*Object position labeling records*
•••••

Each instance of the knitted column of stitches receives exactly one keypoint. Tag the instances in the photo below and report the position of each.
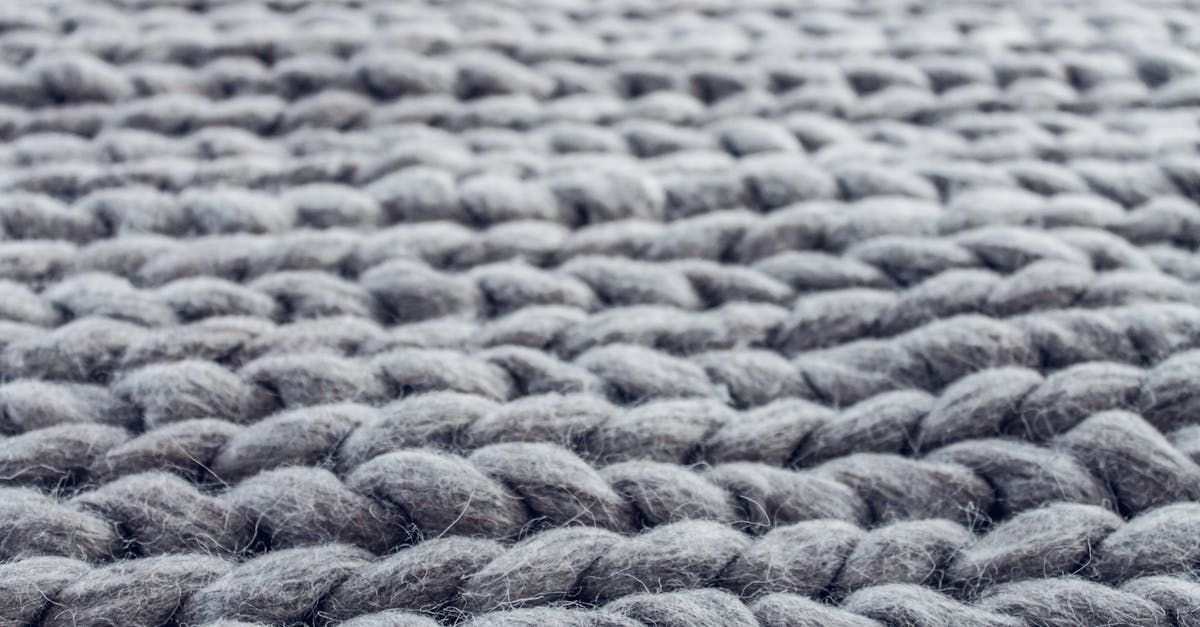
(571, 312)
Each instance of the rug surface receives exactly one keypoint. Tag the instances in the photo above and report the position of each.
(569, 312)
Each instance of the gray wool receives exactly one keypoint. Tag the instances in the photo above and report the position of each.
(27, 586)
(1134, 458)
(57, 455)
(1057, 539)
(306, 436)
(431, 493)
(144, 591)
(555, 485)
(1024, 476)
(793, 610)
(1177, 596)
(543, 568)
(552, 617)
(299, 506)
(160, 513)
(187, 447)
(1157, 542)
(1067, 601)
(586, 314)
(910, 604)
(425, 578)
(391, 619)
(904, 553)
(279, 587)
(677, 556)
(34, 525)
(803, 559)
(679, 609)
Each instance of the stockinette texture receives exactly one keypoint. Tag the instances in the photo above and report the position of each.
(559, 312)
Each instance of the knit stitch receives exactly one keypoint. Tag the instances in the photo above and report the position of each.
(630, 314)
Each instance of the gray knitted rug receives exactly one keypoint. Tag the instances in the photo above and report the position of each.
(579, 312)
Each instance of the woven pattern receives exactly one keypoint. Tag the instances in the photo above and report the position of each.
(599, 314)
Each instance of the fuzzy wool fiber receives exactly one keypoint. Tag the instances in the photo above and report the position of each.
(599, 314)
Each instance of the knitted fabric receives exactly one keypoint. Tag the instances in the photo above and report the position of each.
(624, 312)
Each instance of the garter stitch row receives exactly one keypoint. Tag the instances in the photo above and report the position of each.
(574, 314)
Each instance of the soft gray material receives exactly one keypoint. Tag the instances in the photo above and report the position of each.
(617, 314)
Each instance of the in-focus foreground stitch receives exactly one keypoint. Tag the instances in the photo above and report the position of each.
(599, 314)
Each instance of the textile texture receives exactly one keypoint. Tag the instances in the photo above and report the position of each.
(573, 312)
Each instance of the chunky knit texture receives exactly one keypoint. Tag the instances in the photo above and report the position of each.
(573, 312)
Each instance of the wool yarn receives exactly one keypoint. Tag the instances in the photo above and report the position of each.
(624, 314)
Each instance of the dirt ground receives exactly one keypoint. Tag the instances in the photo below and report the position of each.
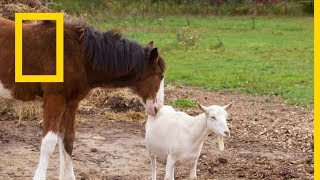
(269, 140)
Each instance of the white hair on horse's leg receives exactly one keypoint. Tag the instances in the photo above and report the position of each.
(160, 93)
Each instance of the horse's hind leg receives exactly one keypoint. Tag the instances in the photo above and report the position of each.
(54, 106)
(66, 141)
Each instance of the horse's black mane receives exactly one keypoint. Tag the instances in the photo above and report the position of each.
(108, 51)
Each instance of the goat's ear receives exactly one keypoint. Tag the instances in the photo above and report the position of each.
(202, 108)
(228, 106)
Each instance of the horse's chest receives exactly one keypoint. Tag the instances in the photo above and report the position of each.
(5, 93)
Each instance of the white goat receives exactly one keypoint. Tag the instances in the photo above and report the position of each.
(178, 137)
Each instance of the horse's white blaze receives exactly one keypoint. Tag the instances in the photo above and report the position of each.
(66, 168)
(48, 144)
(5, 93)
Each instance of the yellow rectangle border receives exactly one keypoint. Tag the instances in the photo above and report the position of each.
(316, 125)
(59, 18)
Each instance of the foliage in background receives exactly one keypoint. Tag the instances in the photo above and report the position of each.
(275, 58)
(120, 8)
(261, 55)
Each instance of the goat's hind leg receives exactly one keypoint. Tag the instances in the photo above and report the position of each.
(193, 170)
(170, 168)
(153, 166)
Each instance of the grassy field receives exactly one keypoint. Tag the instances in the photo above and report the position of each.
(227, 54)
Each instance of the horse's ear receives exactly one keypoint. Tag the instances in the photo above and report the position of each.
(228, 106)
(154, 55)
(149, 46)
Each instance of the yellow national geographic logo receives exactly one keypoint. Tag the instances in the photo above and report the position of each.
(58, 17)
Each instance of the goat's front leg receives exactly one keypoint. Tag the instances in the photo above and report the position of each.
(153, 166)
(170, 168)
(193, 170)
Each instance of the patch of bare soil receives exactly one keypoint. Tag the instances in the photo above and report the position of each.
(269, 140)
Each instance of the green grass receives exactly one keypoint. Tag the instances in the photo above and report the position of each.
(184, 103)
(276, 58)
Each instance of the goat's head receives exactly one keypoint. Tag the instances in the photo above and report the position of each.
(216, 117)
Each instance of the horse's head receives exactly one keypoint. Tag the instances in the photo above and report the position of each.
(148, 85)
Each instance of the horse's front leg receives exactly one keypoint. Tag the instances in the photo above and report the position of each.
(66, 141)
(54, 107)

•••••

*TASK DESCRIPTION*
Rewrite every line of the records above as a Markdown table with two columns, Row and Line, where Row numbers each line in order. Leave out the pictures and any blank lines.

*SOLUTION*
| Row | Line |
|---|---|
| 1 | Each instance of the knitted column of stitches receives exactly one keypoint. Tag the instances in the photo below and report the position of each. |
| 2 | (571, 312) |
| 3 | Each instance of the rug surface receives exactly one keypoint. Tag the instances in the photo above and report the position of each. |
| 4 | (569, 312) |
| 5 | Each instance of the gray wool receives exactly one keypoint. Tag the instances in the photo above and report the position of each. |
| 6 | (27, 586) |
| 7 | (1134, 458) |
| 8 | (57, 455) |
| 9 | (1057, 539) |
| 10 | (306, 436) |
| 11 | (431, 493) |
| 12 | (144, 591) |
| 13 | (555, 485) |
| 14 | (1024, 476) |
| 15 | (793, 610) |
| 16 | (1177, 596) |
| 17 | (543, 568) |
| 18 | (552, 617) |
| 19 | (299, 506) |
| 20 | (160, 513) |
| 21 | (187, 447) |
| 22 | (1157, 542) |
| 23 | (1067, 601) |
| 24 | (586, 314) |
| 25 | (910, 604) |
| 26 | (425, 578) |
| 27 | (391, 619) |
| 28 | (904, 553) |
| 29 | (279, 587) |
| 30 | (677, 556) |
| 31 | (34, 525) |
| 32 | (803, 559) |
| 33 | (679, 609) |
| 34 | Each instance of the stockinette texture receives exactly one keypoint. Tag the instances in the photo above and report the position of each. |
| 35 | (559, 312) |
| 36 | Each instance of the knit stitch receives exactly one keypoint. Tag the instances in the photo above and report the position of each. |
| 37 | (630, 314) |
| 38 | Each instance of the gray knitted rug receives exactly one keypoint. Tag the instances in the photo above and report the position of each. |
| 39 | (579, 312) |
| 40 | Each instance of the woven pattern receives exactly one keypoint. Tag the instances in the photo above and report the position of each. |
| 41 | (599, 314) |
| 42 | Each instance of the fuzzy wool fiber receives exactly one keypoint. Tag the instances in the photo above and report the position of each. |
| 43 | (599, 314) |
| 44 | Each instance of the knitted fabric receives exactly one keypoint. Tag the instances in the photo above and report the position of each. |
| 45 | (624, 312) |
| 46 | Each instance of the garter stitch row receives exactly one keypoint. Tag the instances in the photo above and report the position of each. |
| 47 | (574, 314) |
| 48 | Each instance of the soft gray material receives exactly one keypoint. Tag the instances in the photo above and report the position of each. |
| 49 | (617, 314) |
| 50 | Each instance of the in-focus foreground stitch receives exactly one keypoint. Tag the instances in the photo above and report the position of each. |
| 51 | (599, 314) |
| 52 | Each instance of the textile texture receives exactly one keypoint. Tag the instances in the photo above and report the position of each. |
| 53 | (573, 312) |
| 54 | Each instance of the chunky knit texture receives exactly one keypoint. Tag the instances in the photo above and report the position of each. |
| 55 | (573, 312) |
| 56 | Each instance of the wool yarn receives exactly one keypoint. Tag the instances in the photo above and report the position of each. |
| 57 | (624, 314) |
| 58 | Each instance of the dirt ground receives exactly one keypoint. Tag the instances in the photo below and report the position of each. |
| 59 | (269, 140) |
| 60 | Each instance of the white hair on horse's leg receives exactly one keypoint. Tag the instances in the photo above and report the position of each. |
| 61 | (160, 93) |
| 62 | Each instance of the horse's hind leg receives exactly one keypoint. Tag the instances in the photo above and report the position of each. |
| 63 | (54, 106) |
| 64 | (66, 141) |
| 65 | Each instance of the horse's black mane receives exactly one keypoint. Tag the instances in the photo above and report the position of each. |
| 66 | (108, 51) |
| 67 | Each instance of the goat's ear receives exactly one keypoint. Tag the instances in the photo above and report the position of each. |
| 68 | (202, 108) |
| 69 | (228, 106) |
| 70 | Each instance of the horse's chest receives exactly one keypoint. Tag the instances in the photo above and report the position of each. |
| 71 | (5, 93) |
| 72 | Each instance of the white goat receives exactly one keypoint. Tag the instances in the photo above and report the position of each. |
| 73 | (178, 137) |
| 74 | Each instance of the horse's white blaze receives exactly one keypoint. Tag the instances in the photo above and report the position of each. |
| 75 | (66, 168) |
| 76 | (48, 144) |
| 77 | (5, 93) |
| 78 | Each instance of the yellow rectangle border receives exactly one keypoint. Tag the instances in the photo above and report the position of each. |
| 79 | (316, 125) |
| 80 | (59, 18) |
| 81 | Each instance of the foliage in background receives exactly one keypoint. Tag the instances in the photo above and report the position of each. |
| 82 | (275, 58) |
| 83 | (120, 8) |
| 84 | (261, 55) |
| 85 | Each instance of the goat's hind leg receives exactly one keypoint. Tag the instances in the photo above and report the position of each. |
| 86 | (193, 170) |
| 87 | (170, 168) |
| 88 | (153, 166) |
| 89 | Each instance of the grassy field receives exactly one keypoint. Tag the instances in the photo above and report the position of each. |
| 90 | (227, 54) |
| 91 | Each instance of the horse's ear receives exactly one keypoint. Tag the instances in the photo above and report the position of each. |
| 92 | (228, 106) |
| 93 | (154, 55) |
| 94 | (149, 46) |
| 95 | Each instance of the yellow national geographic logo receives exactly one keypoint. Tag the instances in the photo above and report the position of each. |
| 96 | (58, 17) |
| 97 | Each instance of the goat's front leg receives exactly one keypoint. Tag the instances in the photo above and report the position of each. |
| 98 | (153, 166) |
| 99 | (170, 168) |
| 100 | (193, 170) |
| 101 | Each instance of the patch of bare soil receives exactly one keypoint. Tag the instances in the photo above and report the position of each. |
| 102 | (269, 140) |
| 103 | Each instance of the green grass receives exactly one keypoint. Tag the instances in the photo above and report the position of each. |
| 104 | (184, 103) |
| 105 | (276, 58) |
| 106 | Each instance of the goat's head receives exactly one keypoint. Tag the instances in the photo above and report the position of each. |
| 107 | (216, 117) |
| 108 | Each instance of the horse's head receives exactly one keypoint. Tag the instances in the photo above and report the position of each. |
| 109 | (148, 85) |
| 110 | Each instance of the horse's front leg receives exactly one keypoint. Tag the instances in the photo above and report the position of each. |
| 111 | (66, 141) |
| 112 | (54, 107) |